Задания:
1 – Ответьте по тексту о генетике образования:
(a) У каких исландцев частоты «учебных» мутаций систематически повышены по сравнению с другими?
(b) Под чьим руководством выполнено исследование исландской выборки?
(c) На выборке скольких человек выявили мутации, сопряженные с успешностью выполнения тестов на интеллект?
2 – Перепишите без изменений часть текста о генетике образования: всё начиная со слов «Никто при этом» и вниз до слов «тестов на интеллект30.».

Исходный текст:
━━━━━━━━━━

Пока еще не выяснено, как различаются частоты “учебных” мутаций в разных популяциях. Но уже известен один печальный факт: у пожилых исландцев по сравнению с молодыми систематически повышены частоты этих мутаций (а следовательно, генетически предсказанный уровень образования)28. В исследовании исландской выборки, выполненном под руководством Августина Конга, авторы пришли к выводу, что данная закономерность объясняется естественным отбором, действовавшим в последние сто лет против людей с высокими предикторами образования, по-видимому, потому, что они запаздывали с рождением детей по сравнению с более ранним возрастом деторождения у индивидов с низкими предикторами образования. Учитывая, что под влиянием отбора генетическая база, обуславливающая уровень образования индивидов одной конкретной популяции, заметно изменилась за последние сто лет, весьма вероятно, что она различается и между популяциями.
Никто при этом не знает, как влияют европейские генетические варианты “учебы” на этот признак в других неевропейских популяциях или в популяциях с иной социальной структурой. И все-таки есть вероятность, что если определенные мутации работают в одной популяции, то они сходным образом сработают и в другой, пусть и со сдвигом из-за иного социального контекста. Признак продолжительности учебы, скорее всего, лишь верхушка айсберга поведенческих признаков, так или иначе контролируемых генетически. За работой Бенджамина последовали и другие открытия генетических предикторов поведенческих признаков29, среди них исследование генетических вариантов, связанных с умственными способностями: на выборке 70 тысяч человек выявили мутации в двадцати генах, сопряженных с успешностью выполнения тестов на интеллект30.

━━━━━━━━━━

Материал:
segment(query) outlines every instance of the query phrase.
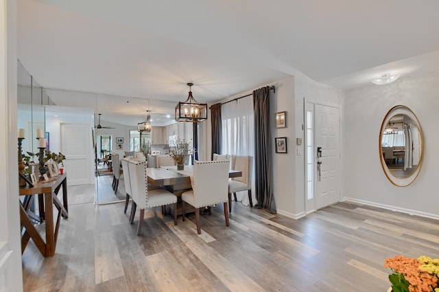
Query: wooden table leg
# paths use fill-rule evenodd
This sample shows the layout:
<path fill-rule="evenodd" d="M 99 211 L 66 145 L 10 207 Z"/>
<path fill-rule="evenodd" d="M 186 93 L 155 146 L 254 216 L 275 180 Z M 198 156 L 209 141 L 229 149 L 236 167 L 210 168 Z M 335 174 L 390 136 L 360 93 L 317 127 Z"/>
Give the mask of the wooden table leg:
<path fill-rule="evenodd" d="M 44 194 L 46 220 L 46 256 L 55 254 L 55 236 L 54 234 L 54 200 L 51 192 Z"/>
<path fill-rule="evenodd" d="M 66 177 L 62 181 L 62 205 L 64 205 L 64 208 L 66 210 L 67 212 L 67 215 L 65 216 L 65 218 L 69 217 L 69 204 L 67 204 L 67 178 Z"/>
<path fill-rule="evenodd" d="M 38 194 L 38 212 L 40 213 L 40 218 L 41 222 L 45 219 L 44 212 L 44 194 Z"/>
<path fill-rule="evenodd" d="M 21 221 L 21 225 L 23 225 L 26 229 L 25 234 L 21 238 L 21 253 L 23 254 L 25 248 L 29 242 L 29 238 L 32 238 L 35 245 L 36 245 L 36 247 L 38 249 L 41 254 L 43 256 L 46 256 L 46 245 L 38 234 L 38 232 L 35 229 L 35 227 L 34 227 L 34 225 L 29 219 L 27 213 L 25 211 L 21 204 L 20 204 L 20 220 Z"/>

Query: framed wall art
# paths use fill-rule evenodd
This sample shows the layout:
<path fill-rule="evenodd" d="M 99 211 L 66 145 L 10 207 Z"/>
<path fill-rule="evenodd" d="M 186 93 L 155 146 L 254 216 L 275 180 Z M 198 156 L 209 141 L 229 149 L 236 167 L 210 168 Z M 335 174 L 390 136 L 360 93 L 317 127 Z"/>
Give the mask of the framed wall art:
<path fill-rule="evenodd" d="M 280 111 L 274 114 L 276 120 L 276 128 L 286 128 L 287 127 L 287 112 Z"/>
<path fill-rule="evenodd" d="M 281 137 L 278 138 L 274 138 L 274 142 L 276 144 L 276 153 L 287 153 L 287 137 Z"/>

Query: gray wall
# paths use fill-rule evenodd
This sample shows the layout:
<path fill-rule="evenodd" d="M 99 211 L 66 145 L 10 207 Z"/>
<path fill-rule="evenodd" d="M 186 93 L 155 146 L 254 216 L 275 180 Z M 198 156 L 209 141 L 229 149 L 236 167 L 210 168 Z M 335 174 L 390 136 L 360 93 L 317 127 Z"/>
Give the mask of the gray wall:
<path fill-rule="evenodd" d="M 402 104 L 417 116 L 424 133 L 424 159 L 410 186 L 393 186 L 379 160 L 381 124 L 392 106 Z M 388 85 L 370 85 L 346 92 L 344 195 L 346 199 L 439 218 L 439 71 L 401 78 Z"/>

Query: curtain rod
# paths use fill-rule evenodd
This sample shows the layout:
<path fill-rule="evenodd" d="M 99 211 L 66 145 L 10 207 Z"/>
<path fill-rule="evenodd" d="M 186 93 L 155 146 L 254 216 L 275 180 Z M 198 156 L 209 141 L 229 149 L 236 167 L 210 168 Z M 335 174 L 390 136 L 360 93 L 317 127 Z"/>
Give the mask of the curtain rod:
<path fill-rule="evenodd" d="M 269 88 L 269 90 L 272 90 L 273 92 L 274 93 L 276 93 L 276 87 L 274 87 L 274 85 L 270 86 L 270 88 Z M 228 101 L 224 102 L 221 102 L 221 104 L 226 104 L 226 103 L 228 103 L 228 102 L 234 102 L 235 100 L 240 100 L 241 98 L 246 98 L 247 96 L 252 96 L 252 95 L 253 95 L 253 93 L 252 93 L 248 94 L 246 96 L 239 96 L 239 98 L 233 98 L 233 100 L 228 100 Z M 210 107 L 209 107 L 209 109 L 210 109 Z"/>

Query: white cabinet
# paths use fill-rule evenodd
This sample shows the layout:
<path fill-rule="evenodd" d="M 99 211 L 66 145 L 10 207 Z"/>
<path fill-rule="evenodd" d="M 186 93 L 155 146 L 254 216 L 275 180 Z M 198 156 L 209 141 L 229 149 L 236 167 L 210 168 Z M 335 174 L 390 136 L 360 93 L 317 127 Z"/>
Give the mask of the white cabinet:
<path fill-rule="evenodd" d="M 161 126 L 153 126 L 151 128 L 151 144 L 163 144 L 163 135 Z"/>

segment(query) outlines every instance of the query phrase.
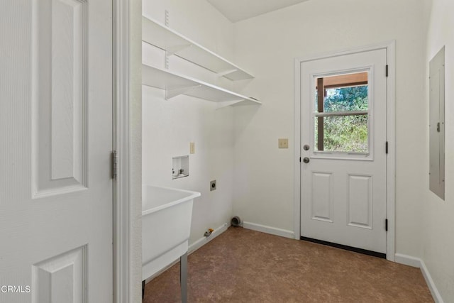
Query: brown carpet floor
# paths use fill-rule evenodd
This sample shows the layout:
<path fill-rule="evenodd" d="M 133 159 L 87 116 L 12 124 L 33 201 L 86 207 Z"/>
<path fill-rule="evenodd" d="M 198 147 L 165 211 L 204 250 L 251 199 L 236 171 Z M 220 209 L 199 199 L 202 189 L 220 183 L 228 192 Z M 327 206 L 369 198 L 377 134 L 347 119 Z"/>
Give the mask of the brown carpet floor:
<path fill-rule="evenodd" d="M 179 264 L 144 302 L 181 302 Z M 189 302 L 433 302 L 419 269 L 303 241 L 229 228 L 188 257 Z"/>

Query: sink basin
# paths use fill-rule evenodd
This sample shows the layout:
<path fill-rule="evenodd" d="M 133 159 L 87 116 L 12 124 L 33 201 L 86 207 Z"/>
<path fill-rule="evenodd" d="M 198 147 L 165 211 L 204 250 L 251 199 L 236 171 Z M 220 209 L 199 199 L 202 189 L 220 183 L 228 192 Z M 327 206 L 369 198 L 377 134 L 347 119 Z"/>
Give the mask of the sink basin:
<path fill-rule="evenodd" d="M 142 187 L 142 280 L 187 252 L 194 199 L 200 193 Z"/>

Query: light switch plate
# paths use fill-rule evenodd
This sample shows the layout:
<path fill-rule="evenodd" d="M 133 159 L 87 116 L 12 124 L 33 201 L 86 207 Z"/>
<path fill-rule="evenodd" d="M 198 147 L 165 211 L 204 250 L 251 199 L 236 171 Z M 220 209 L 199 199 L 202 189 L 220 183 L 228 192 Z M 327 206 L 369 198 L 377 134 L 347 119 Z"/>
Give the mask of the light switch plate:
<path fill-rule="evenodd" d="M 281 138 L 277 139 L 277 145 L 279 148 L 289 148 L 289 139 Z"/>

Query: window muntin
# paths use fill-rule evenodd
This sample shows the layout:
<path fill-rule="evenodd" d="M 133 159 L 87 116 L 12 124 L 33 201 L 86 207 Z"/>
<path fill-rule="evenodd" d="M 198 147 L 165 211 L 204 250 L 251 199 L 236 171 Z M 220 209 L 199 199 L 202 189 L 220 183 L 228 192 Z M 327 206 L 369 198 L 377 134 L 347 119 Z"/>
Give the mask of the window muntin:
<path fill-rule="evenodd" d="M 316 152 L 369 153 L 368 72 L 315 78 Z"/>

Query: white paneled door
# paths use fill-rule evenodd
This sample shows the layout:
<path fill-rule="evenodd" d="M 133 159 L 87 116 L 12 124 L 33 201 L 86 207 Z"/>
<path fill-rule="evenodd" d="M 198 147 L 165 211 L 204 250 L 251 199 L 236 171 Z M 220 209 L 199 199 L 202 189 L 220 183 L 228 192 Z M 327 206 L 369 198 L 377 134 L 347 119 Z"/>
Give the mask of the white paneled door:
<path fill-rule="evenodd" d="M 113 299 L 112 1 L 0 1 L 0 302 Z"/>
<path fill-rule="evenodd" d="M 301 71 L 301 236 L 384 254 L 387 50 Z"/>

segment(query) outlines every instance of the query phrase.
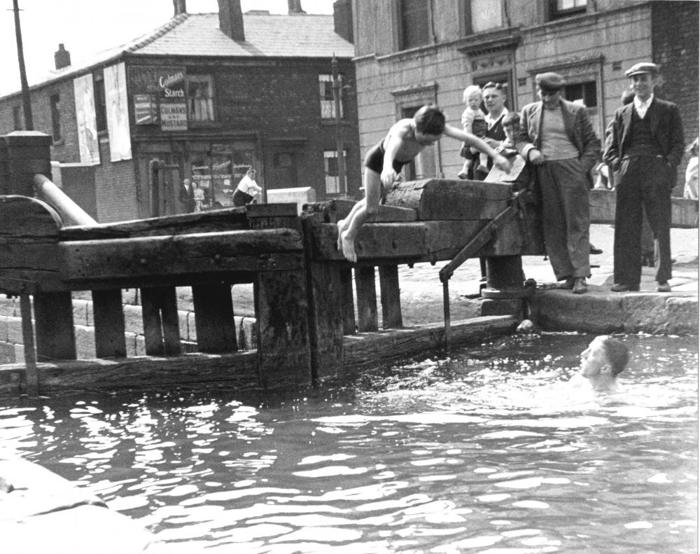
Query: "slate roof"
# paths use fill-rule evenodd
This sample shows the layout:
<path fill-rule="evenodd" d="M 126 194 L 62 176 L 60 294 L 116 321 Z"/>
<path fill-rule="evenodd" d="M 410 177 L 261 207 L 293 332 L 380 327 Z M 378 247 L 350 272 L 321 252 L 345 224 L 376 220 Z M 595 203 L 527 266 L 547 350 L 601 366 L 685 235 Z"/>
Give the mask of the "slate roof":
<path fill-rule="evenodd" d="M 183 13 L 126 44 L 99 52 L 38 78 L 29 76 L 29 84 L 35 88 L 85 73 L 125 53 L 221 57 L 330 57 L 335 54 L 341 58 L 352 57 L 355 53 L 353 44 L 334 31 L 332 15 L 244 13 L 243 25 L 246 40 L 236 42 L 219 29 L 218 13 Z"/>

━━━━━━━━━━

Ответы к заданиям:
1 –
(a) У пожилых исландцев по сравнению с молодыми.
(b) Под руководством Августина Конга.
(c) На выборке 70 тысяч человек.

2 –
Никто при этом не знает, как влияют европейские генетические варианты “учебы” на этот признак в других неевропейских популяциях или в популяциях с иной социальной структурой. И все-таки есть вероятность, что если определенные мутации работают в одной популяции, то они сходным образом сработают и в другой, пусть и со сдвигом из-за иного социального контекста. Признак продолжительности учебы, скорее всего, лишь верхушка айсберга поведенческих признаков, так или иначе контролируемых генетически. За работой Бенджамина последовали и другие открытия генетических предикторов поведенческих признаков29, среди них исследование генетических вариантов, связанных с умственными способностями: на выборке 70 тысяч человек выявили мутации в двадцати генах, сопряженных с успешностью выполнения тестов на интеллект30.